▶ _TEXT PROVIDED_:
Latest News

End of Covid-19 Closures Boosts Birks

December 4, 2022  |  Joshua Freedman
Birks store in Toronto Canada Shutterstock 1280

Birks Group’s comparable-store sales rose 8% year on year in the latest fiscal half year as operations rebounded from coronavirus-related shutdowns.

The Canada-based jewelry retailer did not lose any shopping days in the 26 weeks that ended September 24, whereas a year earlier, temporary store closures affected about 17% of the period, management said last week. The growth also reflected improvements to the company’s range of third-party watch and jewelry brands, as well as efforts to market its fine-jewelry and bridal collections, according to the company, which owns 23 Birks stores across Canada.

▶ _WHAT TO WORK ON_:
a) Decide whether each statement agrees with the Birks news item, answering yes or no and quoting the deciding words: (i) Birks Group's comparable-store sales rose 8% year on year in the latest fiscal half year. (ii) Temporary store closures affected about 17% of the 26 weeks that ended September 24. (iii) The company owns 23 Birks stores across Canada.
b) Please return the passage of the Birks news item that starts at the words "December 4, 2022  |  Joshua" and ends after the words "from coronavirus-related shutdowns.", copied without any change.

▶ _THE DATA_:
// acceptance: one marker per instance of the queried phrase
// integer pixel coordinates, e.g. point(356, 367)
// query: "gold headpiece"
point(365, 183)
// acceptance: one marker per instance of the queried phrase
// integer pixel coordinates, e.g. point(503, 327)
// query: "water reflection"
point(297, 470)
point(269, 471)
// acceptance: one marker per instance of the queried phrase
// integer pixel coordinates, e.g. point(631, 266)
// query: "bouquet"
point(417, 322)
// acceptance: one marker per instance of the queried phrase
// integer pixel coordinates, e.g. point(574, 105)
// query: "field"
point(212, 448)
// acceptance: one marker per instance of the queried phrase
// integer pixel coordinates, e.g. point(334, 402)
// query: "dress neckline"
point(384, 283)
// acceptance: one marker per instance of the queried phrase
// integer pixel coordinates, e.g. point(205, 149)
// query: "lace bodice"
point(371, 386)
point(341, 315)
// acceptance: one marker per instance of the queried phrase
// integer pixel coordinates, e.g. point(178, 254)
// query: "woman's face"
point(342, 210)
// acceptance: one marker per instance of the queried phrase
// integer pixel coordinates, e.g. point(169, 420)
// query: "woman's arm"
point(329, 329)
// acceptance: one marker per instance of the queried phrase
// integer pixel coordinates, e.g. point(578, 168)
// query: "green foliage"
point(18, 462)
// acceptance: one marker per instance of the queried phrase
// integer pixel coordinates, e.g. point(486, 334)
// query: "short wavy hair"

▶ _ANSWERS FOR EACH ITEM_:
a)
(i) Yes: "Birks Group’s comparable-store sales rose 8% year on year in the latest fiscal half year"
(ii) No: "The Canada-based jewelry retailer did not lose any shopping days in the 26 weeks that ended September 24, whereas a year earlier, temporary store closures affected about 17% of the period"
(iii) Yes: "which owns 23 Birks stores across Canada"

b)
December 4, 2022  |  Joshua Freedman
Birks store in Toronto Canada Shutterstock 1280

Birks Group’s comparable-store sales rose 8% year on year in the latest fiscal half year as operations rebounded from coronavirus-related shutdowns.